## What you have to do
Extract all of the entries and set them down verbatim.

Raw records:
· · ·

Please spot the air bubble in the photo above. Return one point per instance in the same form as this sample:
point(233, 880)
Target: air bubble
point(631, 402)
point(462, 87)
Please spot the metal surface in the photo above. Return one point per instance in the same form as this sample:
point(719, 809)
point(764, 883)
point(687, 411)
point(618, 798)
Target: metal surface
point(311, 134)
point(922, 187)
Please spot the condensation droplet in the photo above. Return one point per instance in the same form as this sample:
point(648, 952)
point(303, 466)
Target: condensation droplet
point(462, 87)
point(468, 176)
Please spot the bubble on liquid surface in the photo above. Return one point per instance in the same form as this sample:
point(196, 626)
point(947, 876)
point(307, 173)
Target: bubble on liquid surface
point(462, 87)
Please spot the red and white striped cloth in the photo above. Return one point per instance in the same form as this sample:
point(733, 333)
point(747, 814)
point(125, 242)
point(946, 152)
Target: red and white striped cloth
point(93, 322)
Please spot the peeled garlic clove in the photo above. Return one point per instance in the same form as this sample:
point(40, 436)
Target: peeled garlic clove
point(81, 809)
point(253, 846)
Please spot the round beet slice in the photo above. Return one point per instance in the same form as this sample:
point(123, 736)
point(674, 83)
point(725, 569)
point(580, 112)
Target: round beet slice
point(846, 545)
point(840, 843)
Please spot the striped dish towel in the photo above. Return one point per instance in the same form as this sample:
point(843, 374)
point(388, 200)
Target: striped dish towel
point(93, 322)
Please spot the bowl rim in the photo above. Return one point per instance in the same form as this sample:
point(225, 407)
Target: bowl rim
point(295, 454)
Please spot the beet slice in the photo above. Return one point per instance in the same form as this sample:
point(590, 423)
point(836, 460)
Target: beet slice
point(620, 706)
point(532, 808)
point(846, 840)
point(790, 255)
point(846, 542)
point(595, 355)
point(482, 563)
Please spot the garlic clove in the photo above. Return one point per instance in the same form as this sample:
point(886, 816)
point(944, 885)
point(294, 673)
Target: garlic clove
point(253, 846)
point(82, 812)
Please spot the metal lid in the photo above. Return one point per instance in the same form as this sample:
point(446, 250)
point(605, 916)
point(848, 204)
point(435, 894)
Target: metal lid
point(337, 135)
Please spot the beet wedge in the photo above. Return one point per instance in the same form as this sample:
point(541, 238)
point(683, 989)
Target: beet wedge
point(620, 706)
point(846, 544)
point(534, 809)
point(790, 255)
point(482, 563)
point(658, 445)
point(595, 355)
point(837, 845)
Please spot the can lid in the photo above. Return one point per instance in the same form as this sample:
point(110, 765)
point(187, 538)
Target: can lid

· · ·

## Result of this task
Please spot the air bubble in the photo above. Return one point per instance in the same form as this sample:
point(233, 880)
Target: air bubble
point(631, 402)
point(462, 87)
Please spot the metal surface in the photo above. Return one point per instance in the same form as this sample:
point(719, 809)
point(764, 883)
point(687, 411)
point(618, 798)
Target: metal surface
point(311, 134)
point(922, 187)
Please spot the condensation droplet in the photo above. Return one point per instance in the same form as this sample:
point(648, 952)
point(303, 466)
Target: condensation droplet
point(462, 87)
point(468, 176)
Please spot the bubble on liquid surface in the photo above. Return one point per instance in the same form as this sample:
point(196, 626)
point(947, 876)
point(307, 173)
Target: bubble on liquid surface
point(462, 87)
Please spot the red and white striped cloth in the photo above. Return one point per instance in the same form as this sample:
point(733, 333)
point(747, 814)
point(125, 242)
point(946, 152)
Target: red and white striped cloth
point(93, 322)
Please spot the peeled garlic clove in the photo above. Return one point per instance in the same form as this sample:
point(40, 436)
Target: peeled garlic clove
point(81, 809)
point(253, 846)
Please spot the round beet slice in the photo above. Return one point per instance in the same form as this sample:
point(123, 736)
point(674, 83)
point(725, 569)
point(580, 112)
Target: round beet slice
point(846, 545)
point(840, 843)
Please spot the striped dish towel in the photo above. Return one point per instance in the same form as this sample:
point(843, 374)
point(388, 200)
Target: striped dish towel
point(93, 322)
Please spot the bowl rim in the photo above. Return one point per instance in the same form as this sample:
point(225, 407)
Target: bowl rim
point(295, 454)
Please spot the beet slice in the photo above. Return one point per instance in the same form as this sample:
point(590, 423)
point(836, 460)
Target: beet slice
point(620, 706)
point(532, 808)
point(846, 840)
point(790, 255)
point(846, 542)
point(595, 355)
point(482, 563)
Please spot the garlic clove in the photo above. Return one point per instance in the same form as this sample:
point(886, 816)
point(944, 885)
point(294, 673)
Target: garlic clove
point(253, 846)
point(82, 812)
Please spot the metal lid in the photo above. Return one point per instance in the same form as this sample:
point(446, 250)
point(605, 916)
point(848, 204)
point(435, 894)
Target: metal lid
point(337, 135)
Please spot the beet wedge in the photo above. Return one point per instance in the same form as this sample:
point(541, 238)
point(683, 989)
Target: beet wedge
point(620, 706)
point(846, 544)
point(534, 809)
point(790, 255)
point(482, 563)
point(658, 445)
point(595, 355)
point(837, 845)
Please spot the can lid in the photo above. Return one point per instance in the same form as this sample:
point(110, 765)
point(187, 538)
Target: can lid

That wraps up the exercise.